> _WHAT YOU HAVE TO DO_
Scale the point coordinates in the answers by 0.55 and round each result to a whole number, with halves going up. Leave all other numbers unchanged, and write out only the lines starting with the one containing "Practice. Locate the stone wall" and going on through the end of the material, requests included.

> _DATASET ENTRIES_
:::
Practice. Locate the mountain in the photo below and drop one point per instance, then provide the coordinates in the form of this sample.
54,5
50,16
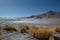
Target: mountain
49,14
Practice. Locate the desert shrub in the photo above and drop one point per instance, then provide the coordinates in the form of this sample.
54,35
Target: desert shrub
10,28
58,29
23,28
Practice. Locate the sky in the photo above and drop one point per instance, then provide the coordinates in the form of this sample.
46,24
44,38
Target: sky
24,8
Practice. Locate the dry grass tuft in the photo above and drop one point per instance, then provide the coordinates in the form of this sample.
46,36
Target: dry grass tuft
23,28
10,28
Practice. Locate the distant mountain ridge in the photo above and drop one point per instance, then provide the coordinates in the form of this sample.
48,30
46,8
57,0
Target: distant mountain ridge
49,14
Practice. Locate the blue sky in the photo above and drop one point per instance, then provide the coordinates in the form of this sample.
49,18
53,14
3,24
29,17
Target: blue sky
23,8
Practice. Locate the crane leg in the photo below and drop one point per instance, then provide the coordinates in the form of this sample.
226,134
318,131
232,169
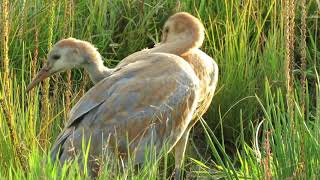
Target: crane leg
179,151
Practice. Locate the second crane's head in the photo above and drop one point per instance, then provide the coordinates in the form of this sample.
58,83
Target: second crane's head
67,54
183,27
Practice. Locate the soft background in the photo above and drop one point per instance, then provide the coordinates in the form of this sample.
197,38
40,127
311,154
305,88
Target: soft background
264,119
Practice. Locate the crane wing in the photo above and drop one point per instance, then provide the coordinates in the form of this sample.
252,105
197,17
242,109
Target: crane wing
150,100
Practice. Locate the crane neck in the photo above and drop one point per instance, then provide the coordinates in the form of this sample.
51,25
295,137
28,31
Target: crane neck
97,71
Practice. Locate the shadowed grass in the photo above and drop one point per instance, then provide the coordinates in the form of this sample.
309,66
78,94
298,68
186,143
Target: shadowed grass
246,134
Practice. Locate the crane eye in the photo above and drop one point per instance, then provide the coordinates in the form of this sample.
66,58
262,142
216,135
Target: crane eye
56,56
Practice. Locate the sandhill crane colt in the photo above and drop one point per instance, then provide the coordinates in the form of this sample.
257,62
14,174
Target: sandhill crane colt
181,30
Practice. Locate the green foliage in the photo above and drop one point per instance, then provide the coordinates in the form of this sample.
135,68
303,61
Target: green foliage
247,40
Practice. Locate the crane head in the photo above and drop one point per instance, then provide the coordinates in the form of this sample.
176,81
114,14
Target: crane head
64,55
183,25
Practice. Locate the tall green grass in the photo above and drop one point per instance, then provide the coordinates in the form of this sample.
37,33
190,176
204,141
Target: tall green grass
247,133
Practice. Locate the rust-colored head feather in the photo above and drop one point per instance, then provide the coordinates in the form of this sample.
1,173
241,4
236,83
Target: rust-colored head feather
184,25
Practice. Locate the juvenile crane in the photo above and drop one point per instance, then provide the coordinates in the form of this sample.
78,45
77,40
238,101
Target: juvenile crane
182,35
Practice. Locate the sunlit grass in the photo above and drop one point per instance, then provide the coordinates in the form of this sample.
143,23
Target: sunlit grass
249,113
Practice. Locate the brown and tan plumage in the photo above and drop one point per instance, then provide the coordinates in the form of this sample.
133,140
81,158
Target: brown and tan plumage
116,105
183,35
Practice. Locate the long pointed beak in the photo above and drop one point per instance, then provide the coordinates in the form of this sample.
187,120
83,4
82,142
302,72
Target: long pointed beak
42,74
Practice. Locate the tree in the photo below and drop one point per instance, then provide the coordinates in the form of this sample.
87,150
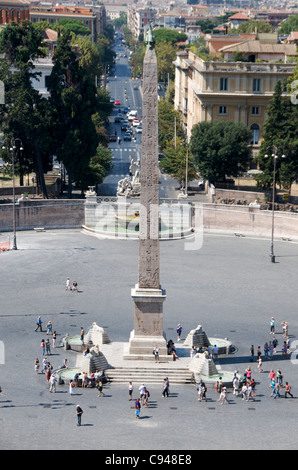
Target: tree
175,161
168,124
288,25
74,26
280,135
25,114
220,149
73,101
251,26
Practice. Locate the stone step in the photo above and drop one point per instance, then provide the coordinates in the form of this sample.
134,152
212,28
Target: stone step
149,375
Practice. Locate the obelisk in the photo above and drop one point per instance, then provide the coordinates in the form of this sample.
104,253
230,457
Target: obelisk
147,295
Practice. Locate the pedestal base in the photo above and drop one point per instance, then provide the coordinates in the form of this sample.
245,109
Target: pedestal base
148,325
141,348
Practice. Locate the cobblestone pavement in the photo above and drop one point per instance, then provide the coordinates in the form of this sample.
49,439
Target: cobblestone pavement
230,287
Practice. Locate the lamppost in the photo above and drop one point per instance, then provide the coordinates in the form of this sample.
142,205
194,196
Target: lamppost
12,149
275,157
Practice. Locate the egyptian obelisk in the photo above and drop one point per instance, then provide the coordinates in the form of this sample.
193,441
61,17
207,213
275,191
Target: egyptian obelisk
147,295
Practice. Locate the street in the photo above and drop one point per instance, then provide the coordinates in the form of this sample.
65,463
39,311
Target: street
128,92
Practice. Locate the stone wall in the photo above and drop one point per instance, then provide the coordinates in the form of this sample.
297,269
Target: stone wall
49,213
248,221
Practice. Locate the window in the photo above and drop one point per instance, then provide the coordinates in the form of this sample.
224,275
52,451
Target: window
222,110
223,84
256,86
255,134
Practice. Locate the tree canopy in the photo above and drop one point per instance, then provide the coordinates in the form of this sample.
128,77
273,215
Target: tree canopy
220,149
:::
> _SOLVED EXERCISE_
Practice. Locate the stone wall in the photo above and drop one point per instance, then provide the coordinates in the form of this sample.
297,269
Target: stone wall
27,117
136,122
Practice. Locate the window in the photo above and drop one point per instance, then provide the coordinates in the form of this sample.
224,275
52,451
Target: window
122,61
123,46
141,47
140,74
Practice. Locate the tree canopy in the photo above and drop one point per instance, then provide the coordinates in the form of this sample.
128,77
273,215
Target: tree canopy
121,82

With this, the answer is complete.